__Kaynak Metin__
# # # # #
Son manşeti medya değil millet atacak!
Başbakan Recep Tayyip Erdoğan, Başakşehir'de İkitelli Şehir Hastanesinin temel atma törenine katıldı.
Erdoğan burada yaptığı konuşmada gündeme dair mesajlar verdi.
İşte Erdoğan’ın konuşmasından satır başları:
Bütün bunlar kamu özel iş birliğiyle hizmet alımı şekliyle adeta
yapılan yatırımlar. Biraz sonra müteahhit firma ile yüklenici firma
ile burada ortağımızla adeta süreyi konuşacağız ve sözleşmedeki
süre 36 ay. 36 ayda buranın bitmesi gerekiyor. Ama ben biraz daha
bu noktada heyecanlıyım. Diyorum ki özel sektör ortaklarıyla burada
bir görüşelim. Kendileriyle süreyi de bir tekrar gündemden
geçirelim. Daha kısa zamanda burayı nasıl yaparız. Ben
yapacaklarına inanıyorum. Dolayısıyla inşallah Başakşehir şehir
hastanesi tüm halkımıza hizmet vermeye başlar. sağlık
bakanlığı’mızda bu projeyi yürütmekle görevli arkadaşlarıma
şimdiden kolaylıklar diliyorum. Bu şehir hastaneleri projesi benim
uzun süredir hayalimdi. Artık neredeyse 11 yıla dayandık ve 11 yılı
Mart 15’te Başbakan olarak dolduruyorum.
SSK’lı bir işçi olarak geçmişte sağlık sisteminin mağduru olan
biriyim. Bu mağduriyeti hemen her vatandaşım geçmişte yaşadı. Benim
vatandaşımı hastanelerde insan yerine koymadılar. Kardeşlerim acil
servislerde dahil hasta kardeşime yeterince ilgi göstermediler.
Şefkat göstermediler. Hastanelere sağlam giren hasta çıktı.
# # # # #
__Yapılacak İş__
Kaynak metnin "Başbakan Recep Tayyip" sözcüklerini içeren ifadeyle açılıp "dair mesajlar verdi." ile kapanan bölümünü harfi harfine yeniden yazınız. Bundan sonra yer alan materyal, kaynak metinden bağımsızdır.

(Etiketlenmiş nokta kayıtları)
# # # # #
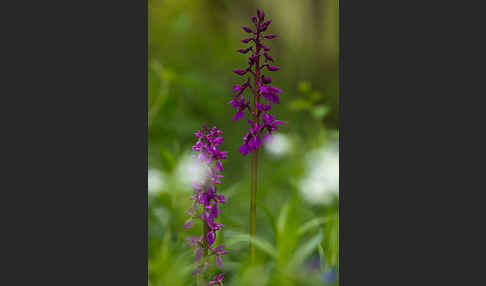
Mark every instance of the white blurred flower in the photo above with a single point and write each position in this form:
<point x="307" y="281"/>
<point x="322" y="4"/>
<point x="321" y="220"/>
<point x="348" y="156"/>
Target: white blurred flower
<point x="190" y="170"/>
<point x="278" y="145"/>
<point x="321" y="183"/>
# # # # #
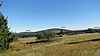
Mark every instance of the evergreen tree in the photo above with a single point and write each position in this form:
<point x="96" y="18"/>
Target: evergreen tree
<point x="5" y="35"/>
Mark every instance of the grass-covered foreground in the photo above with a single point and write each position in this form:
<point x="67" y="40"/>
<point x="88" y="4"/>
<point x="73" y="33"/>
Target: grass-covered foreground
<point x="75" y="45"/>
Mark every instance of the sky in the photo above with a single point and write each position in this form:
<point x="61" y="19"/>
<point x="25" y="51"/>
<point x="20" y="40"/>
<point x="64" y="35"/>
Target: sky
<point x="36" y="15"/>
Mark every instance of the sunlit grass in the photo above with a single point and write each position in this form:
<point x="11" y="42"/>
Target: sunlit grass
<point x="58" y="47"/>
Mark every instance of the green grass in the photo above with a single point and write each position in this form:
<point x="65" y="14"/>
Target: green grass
# # # # #
__Alıştırma Cevabı__
Başbakan Recep Tayyip Erdoğan, Başakşehir'de İkitelli Şehir Hastanesinin temel atma törenine katıldı.
Erdoğan burada yaptığı konuşmada gündeme dair mesajlar verdi.